• **What is asked**
How many lines in the data below contain the string "front"? Reply with the number alone.

Mask labeling data
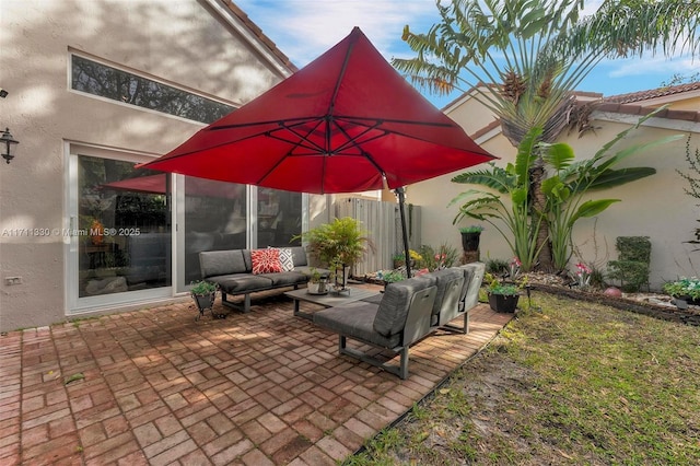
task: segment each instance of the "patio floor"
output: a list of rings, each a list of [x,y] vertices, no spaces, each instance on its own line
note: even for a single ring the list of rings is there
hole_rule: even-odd
[[[0,336],[0,464],[335,465],[512,317],[479,304],[469,335],[411,347],[401,381],[292,308],[277,291],[225,319],[187,300]]]

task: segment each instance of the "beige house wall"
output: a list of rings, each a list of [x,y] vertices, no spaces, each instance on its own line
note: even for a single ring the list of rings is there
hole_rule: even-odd
[[[290,70],[218,0],[0,0],[0,126],[20,140],[0,166],[0,330],[10,330],[66,317],[68,240],[18,232],[69,225],[71,144],[145,161],[203,126],[71,91],[71,53],[236,106]]]
[[[690,95],[687,100],[672,103],[674,109],[697,112],[700,100]],[[456,101],[445,113],[474,133],[492,121],[489,112],[474,98]],[[476,116],[476,117],[475,117]],[[582,138],[564,135],[561,140],[574,148],[576,158],[592,156],[604,143],[618,132],[637,123],[638,117],[623,114],[593,114],[595,132]],[[480,124],[478,121],[481,121]],[[700,125],[698,123],[652,118],[642,128],[633,131],[614,150],[633,144],[643,144],[669,135],[691,135],[691,150],[700,147]],[[692,240],[700,219],[700,209],[696,199],[687,196],[687,184],[676,172],[688,173],[686,162],[685,137],[673,143],[656,147],[639,153],[625,162],[622,166],[651,166],[656,168],[654,176],[615,189],[597,193],[593,198],[621,199],[608,210],[593,219],[583,219],[574,228],[574,243],[578,246],[572,264],[584,260],[605,268],[608,260],[617,258],[615,248],[618,236],[649,236],[652,243],[651,286],[661,289],[664,281],[677,276],[700,275],[700,252],[692,253],[692,245],[684,242]],[[503,137],[500,128],[476,138],[477,142],[491,153],[499,155],[497,163],[503,166],[514,161],[515,148]],[[486,168],[486,166],[485,166]],[[474,167],[472,170],[480,170]],[[454,174],[412,185],[408,188],[408,201],[422,206],[422,238],[427,244],[451,244],[462,248],[459,225],[478,224],[477,221],[463,221],[453,225],[452,220],[457,207],[447,207],[451,199],[459,193],[476,186],[459,185],[451,182]],[[512,253],[503,237],[494,228],[483,223],[486,231],[481,235],[481,259],[510,259]]]

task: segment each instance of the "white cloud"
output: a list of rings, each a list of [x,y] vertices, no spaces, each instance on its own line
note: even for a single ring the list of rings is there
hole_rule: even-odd
[[[235,2],[303,67],[359,26],[385,58],[405,54],[404,25],[428,31],[438,21],[433,0],[237,0]]]

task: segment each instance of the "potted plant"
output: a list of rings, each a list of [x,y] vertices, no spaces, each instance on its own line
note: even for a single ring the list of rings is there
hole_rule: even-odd
[[[675,299],[679,308],[687,308],[688,304],[700,303],[700,279],[679,277],[678,280],[664,283],[664,292]]]
[[[308,253],[330,268],[336,288],[346,289],[348,270],[360,261],[372,247],[368,232],[360,228],[360,221],[345,217],[334,219],[301,235],[308,243]]]
[[[516,282],[499,280],[492,273],[486,273],[483,281],[487,283],[486,292],[489,296],[489,306],[495,312],[513,313],[517,307],[520,292],[525,286],[525,279]]]
[[[481,225],[460,226],[462,248],[464,251],[479,251],[479,240],[482,231],[483,226]]]
[[[206,310],[211,310],[213,315],[214,300],[217,299],[219,286],[207,280],[192,281],[191,286],[192,288],[189,292],[199,310],[197,318],[201,317]]]
[[[311,277],[308,279],[307,291],[310,294],[326,294],[328,289],[326,287],[327,279],[320,276],[320,272],[313,268],[311,269]]]
[[[389,283],[406,280],[406,270],[384,270],[382,271],[381,278],[386,289],[386,286]]]

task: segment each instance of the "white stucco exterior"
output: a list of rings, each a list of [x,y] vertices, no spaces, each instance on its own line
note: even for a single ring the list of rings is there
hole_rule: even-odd
[[[682,97],[682,98],[681,98]],[[670,104],[678,110],[700,110],[697,92],[684,93],[665,100],[644,102],[643,105],[660,106]],[[464,96],[455,101],[445,113],[460,124],[467,133],[474,135],[493,121],[493,117],[475,98]],[[579,138],[578,135],[563,135],[561,141],[573,147],[576,159],[592,156],[600,147],[610,141],[618,132],[634,125],[639,116],[622,112],[595,112],[593,114],[595,132]],[[669,135],[691,136],[691,152],[700,147],[700,123],[698,119],[651,118],[639,130],[614,148],[615,151],[634,144],[643,144]],[[608,260],[617,259],[616,238],[618,236],[649,236],[652,243],[651,288],[661,289],[664,281],[678,276],[700,275],[700,252],[693,253],[695,245],[685,242],[695,238],[700,210],[698,201],[687,194],[687,183],[677,170],[689,173],[686,162],[686,138],[631,156],[623,166],[650,166],[656,174],[615,189],[595,193],[592,198],[621,199],[608,210],[593,219],[582,219],[574,228],[576,255],[573,264],[583,260],[605,269]],[[513,148],[501,133],[500,127],[476,138],[476,141],[494,155],[501,158],[497,163],[504,165],[513,162]],[[474,167],[472,170],[479,170]],[[410,186],[410,202],[422,208],[422,238],[427,244],[448,243],[458,249],[460,236],[457,226],[452,224],[457,207],[447,208],[451,199],[472,186],[459,185],[451,178],[462,172]],[[696,174],[697,176],[697,174]],[[480,187],[475,187],[480,188]],[[465,220],[459,226],[477,224]],[[503,237],[489,224],[483,224],[481,234],[481,260],[498,258],[510,260],[512,253]]]
[[[71,152],[145,161],[203,126],[71,90],[71,54],[233,106],[291,70],[219,0],[0,0],[0,126],[20,141],[0,166],[5,331],[66,318],[69,241],[55,229],[70,226]]]

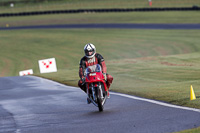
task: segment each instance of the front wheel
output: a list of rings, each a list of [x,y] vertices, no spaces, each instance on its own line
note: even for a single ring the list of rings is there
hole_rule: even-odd
[[[102,100],[100,97],[97,98],[97,103],[98,103],[98,107],[99,107],[99,112],[103,111],[103,105],[102,105]]]
[[[96,95],[97,95],[97,104],[98,104],[99,112],[102,112],[103,105],[102,105],[102,99],[101,99],[101,92],[98,88],[96,89]]]

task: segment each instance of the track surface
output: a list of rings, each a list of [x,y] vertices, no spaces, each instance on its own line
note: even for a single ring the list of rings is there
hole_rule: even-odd
[[[19,27],[0,27],[0,30],[19,29],[69,29],[69,28],[118,28],[118,29],[200,29],[200,24],[65,24],[65,25],[35,25]]]
[[[34,76],[0,78],[1,133],[166,133],[198,127],[199,118],[200,110],[113,92],[100,113],[79,88]]]

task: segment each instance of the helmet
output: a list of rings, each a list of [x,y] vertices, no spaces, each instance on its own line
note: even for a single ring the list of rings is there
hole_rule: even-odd
[[[87,58],[92,58],[96,54],[96,48],[92,43],[88,43],[84,47],[84,52]],[[92,52],[92,54],[89,55],[89,52]]]

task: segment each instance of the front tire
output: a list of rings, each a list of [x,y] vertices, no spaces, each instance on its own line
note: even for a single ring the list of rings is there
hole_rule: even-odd
[[[97,94],[97,104],[98,104],[99,112],[102,112],[103,105],[102,105],[102,99],[101,99],[101,92],[98,88],[96,89],[96,92],[97,92],[96,94]]]
[[[102,100],[101,98],[97,98],[97,103],[98,103],[98,107],[99,107],[99,112],[103,111],[103,105],[102,105]]]

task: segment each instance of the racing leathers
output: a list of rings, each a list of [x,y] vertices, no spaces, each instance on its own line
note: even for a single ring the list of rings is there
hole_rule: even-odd
[[[96,65],[96,64],[99,64],[102,67],[102,72],[104,75],[106,75],[106,79],[107,79],[106,85],[107,85],[108,89],[110,88],[110,85],[113,81],[113,77],[111,75],[107,74],[107,68],[106,68],[104,58],[100,54],[96,53],[92,58],[87,58],[86,56],[84,56],[80,61],[80,66],[79,66],[80,80],[78,82],[78,86],[85,93],[87,93],[86,84],[85,84],[85,76],[86,75],[84,75],[85,69],[88,66],[92,66],[92,65]]]

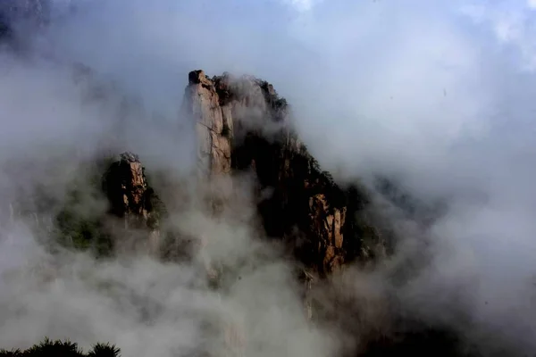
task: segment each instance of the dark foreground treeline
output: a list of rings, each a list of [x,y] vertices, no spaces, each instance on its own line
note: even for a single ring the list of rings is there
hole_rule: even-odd
[[[114,345],[96,344],[84,353],[78,344],[45,338],[27,350],[0,350],[0,357],[120,357],[121,350]]]

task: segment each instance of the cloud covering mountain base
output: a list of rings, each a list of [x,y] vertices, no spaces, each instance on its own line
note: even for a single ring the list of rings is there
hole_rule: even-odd
[[[533,353],[536,87],[525,3],[507,7],[518,25],[499,41],[503,28],[488,27],[504,23],[499,2],[334,0],[299,12],[271,1],[69,3],[50,3],[46,26],[17,22],[18,45],[0,54],[0,346],[48,336],[109,341],[125,356],[353,355],[425,327],[482,355]],[[74,63],[95,74],[77,82]],[[219,218],[196,195],[182,201],[179,180],[195,162],[179,112],[197,68],[274,83],[322,167],[377,191],[395,253],[317,283],[315,321],[295,262],[259,233],[252,197]],[[139,104],[126,114],[123,95]],[[85,187],[83,163],[119,150],[167,178],[155,187],[169,224],[211,245],[180,263],[50,251],[54,210],[73,180]],[[410,210],[376,190],[379,175],[407,193]],[[82,208],[104,210],[101,199]],[[225,288],[207,285],[204,254],[234,269]],[[444,352],[441,338],[430,340]]]

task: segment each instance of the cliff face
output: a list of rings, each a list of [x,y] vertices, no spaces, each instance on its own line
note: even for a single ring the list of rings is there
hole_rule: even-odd
[[[218,180],[253,171],[267,235],[283,240],[308,270],[325,275],[381,246],[378,233],[356,221],[368,203],[364,193],[339,187],[321,170],[271,84],[228,73],[210,79],[194,71],[183,109],[196,125],[200,177]],[[267,189],[272,195],[262,199]]]

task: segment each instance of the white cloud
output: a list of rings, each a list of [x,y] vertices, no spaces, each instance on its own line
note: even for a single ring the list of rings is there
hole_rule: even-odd
[[[322,0],[281,0],[283,4],[286,4],[298,12],[308,12],[314,5],[318,4]]]

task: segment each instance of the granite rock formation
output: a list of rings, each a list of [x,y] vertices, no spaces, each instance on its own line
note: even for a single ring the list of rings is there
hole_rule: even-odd
[[[196,125],[200,177],[221,180],[253,171],[267,235],[287,243],[307,270],[325,276],[381,251],[373,226],[357,220],[368,203],[364,191],[343,189],[320,169],[271,84],[229,73],[211,79],[194,71],[183,111]],[[267,189],[272,195],[263,199]],[[232,193],[230,186],[221,190]]]
[[[102,187],[109,202],[108,212],[121,219],[125,229],[148,230],[148,247],[158,252],[163,205],[148,185],[138,155],[127,152],[113,160],[103,176]]]

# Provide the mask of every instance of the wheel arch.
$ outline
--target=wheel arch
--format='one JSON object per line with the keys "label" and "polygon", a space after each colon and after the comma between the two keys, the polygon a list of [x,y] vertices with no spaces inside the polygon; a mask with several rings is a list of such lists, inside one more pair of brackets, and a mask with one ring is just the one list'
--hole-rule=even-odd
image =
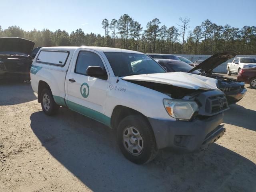
{"label": "wheel arch", "polygon": [[42,91],[45,88],[48,88],[51,92],[51,88],[49,84],[45,81],[40,80],[38,82],[38,89],[37,92],[37,101],[38,103],[41,102],[41,96]]}
{"label": "wheel arch", "polygon": [[116,129],[122,119],[132,115],[138,115],[143,117],[151,127],[148,118],[141,112],[126,106],[117,105],[114,108],[111,115],[110,122],[111,127],[115,129]]}

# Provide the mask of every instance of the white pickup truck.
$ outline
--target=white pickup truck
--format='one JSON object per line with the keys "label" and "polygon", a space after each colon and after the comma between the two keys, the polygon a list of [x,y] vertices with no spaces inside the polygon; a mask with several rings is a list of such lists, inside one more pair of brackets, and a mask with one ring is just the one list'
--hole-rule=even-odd
{"label": "white pickup truck", "polygon": [[228,63],[227,74],[237,74],[241,69],[256,67],[256,58],[250,57],[236,57],[232,63]]}
{"label": "white pickup truck", "polygon": [[31,85],[47,115],[67,107],[117,130],[124,156],[137,164],[169,147],[199,151],[221,137],[228,109],[217,80],[166,73],[142,53],[97,47],[44,47]]}

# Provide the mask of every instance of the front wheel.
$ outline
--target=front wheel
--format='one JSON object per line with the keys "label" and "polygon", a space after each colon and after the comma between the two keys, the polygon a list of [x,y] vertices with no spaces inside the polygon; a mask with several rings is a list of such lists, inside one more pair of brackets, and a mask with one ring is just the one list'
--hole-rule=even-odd
{"label": "front wheel", "polygon": [[134,163],[149,162],[157,154],[154,132],[142,116],[130,115],[124,118],[119,124],[117,136],[122,154]]}
{"label": "front wheel", "polygon": [[48,89],[44,89],[41,98],[41,106],[44,113],[48,116],[56,114],[60,106],[55,103],[51,91]]}
{"label": "front wheel", "polygon": [[250,85],[252,88],[256,89],[256,77],[253,78],[250,82]]}

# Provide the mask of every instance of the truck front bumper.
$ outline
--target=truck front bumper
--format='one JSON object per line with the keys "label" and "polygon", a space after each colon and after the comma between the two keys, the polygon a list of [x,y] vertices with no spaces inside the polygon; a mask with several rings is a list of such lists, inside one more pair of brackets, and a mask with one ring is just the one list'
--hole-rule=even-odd
{"label": "truck front bumper", "polygon": [[204,120],[171,121],[148,118],[159,149],[171,148],[186,152],[201,151],[225,132],[222,113]]}

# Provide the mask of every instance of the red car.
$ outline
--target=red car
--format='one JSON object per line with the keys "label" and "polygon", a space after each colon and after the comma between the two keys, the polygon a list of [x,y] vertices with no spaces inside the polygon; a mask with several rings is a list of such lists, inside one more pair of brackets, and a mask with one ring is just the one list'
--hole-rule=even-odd
{"label": "red car", "polygon": [[256,89],[256,67],[242,69],[238,72],[237,80],[250,84],[252,87]]}

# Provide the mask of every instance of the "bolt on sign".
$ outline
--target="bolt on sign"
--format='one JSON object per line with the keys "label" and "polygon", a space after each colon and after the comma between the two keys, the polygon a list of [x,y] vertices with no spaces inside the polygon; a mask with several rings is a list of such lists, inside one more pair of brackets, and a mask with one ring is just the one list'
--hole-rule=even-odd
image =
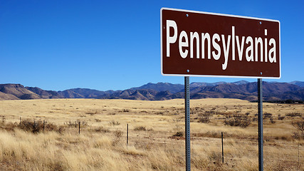
{"label": "bolt on sign", "polygon": [[281,78],[280,21],[162,8],[164,76]]}

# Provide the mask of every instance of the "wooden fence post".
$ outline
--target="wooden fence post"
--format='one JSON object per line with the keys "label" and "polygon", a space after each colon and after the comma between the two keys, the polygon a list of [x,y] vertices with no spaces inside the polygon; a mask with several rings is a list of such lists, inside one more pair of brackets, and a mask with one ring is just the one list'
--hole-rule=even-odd
{"label": "wooden fence post", "polygon": [[127,124],[127,148],[129,142],[129,123]]}
{"label": "wooden fence post", "polygon": [[79,122],[79,130],[78,130],[78,133],[80,134],[80,122]]}
{"label": "wooden fence post", "polygon": [[223,132],[221,132],[221,160],[224,163],[224,144],[223,144]]}

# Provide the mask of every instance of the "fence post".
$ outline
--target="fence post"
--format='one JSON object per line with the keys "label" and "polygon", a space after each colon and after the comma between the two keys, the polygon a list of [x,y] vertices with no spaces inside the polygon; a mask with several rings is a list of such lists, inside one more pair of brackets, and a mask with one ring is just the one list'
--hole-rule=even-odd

• **Solution to the problem**
10